- [TASK REQUIREMENTS]:
Having located "[locate] the track" in the records below, repeat exactly the line it is on and all subsequent lines, ending with the last.

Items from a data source
+---+

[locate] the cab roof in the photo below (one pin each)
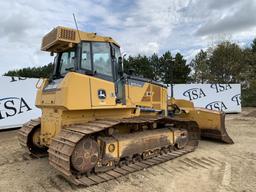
(63, 38)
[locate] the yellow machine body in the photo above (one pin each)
(95, 118)
(69, 103)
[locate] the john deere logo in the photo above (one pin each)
(11, 106)
(102, 94)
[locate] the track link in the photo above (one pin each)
(64, 143)
(25, 131)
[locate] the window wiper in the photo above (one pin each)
(69, 69)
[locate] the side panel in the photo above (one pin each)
(102, 92)
(146, 95)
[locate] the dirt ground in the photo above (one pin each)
(212, 167)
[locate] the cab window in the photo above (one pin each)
(102, 59)
(67, 62)
(86, 57)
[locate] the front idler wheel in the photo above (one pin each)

+---+

- [YOUR SOLUTION]:
[locate] the track link in the photo above (one pin each)
(64, 143)
(25, 131)
[locate] the window wiper in the photo above (one pin each)
(69, 69)
[locate] the side panel in the photo above (one pin each)
(102, 92)
(146, 95)
[locate] the dirt ground in the photo above (one pin each)
(212, 167)
[locate] the cab window in the photo above (one pin each)
(102, 59)
(67, 62)
(86, 57)
[locate] the front idler wheel in the photo above (one pin each)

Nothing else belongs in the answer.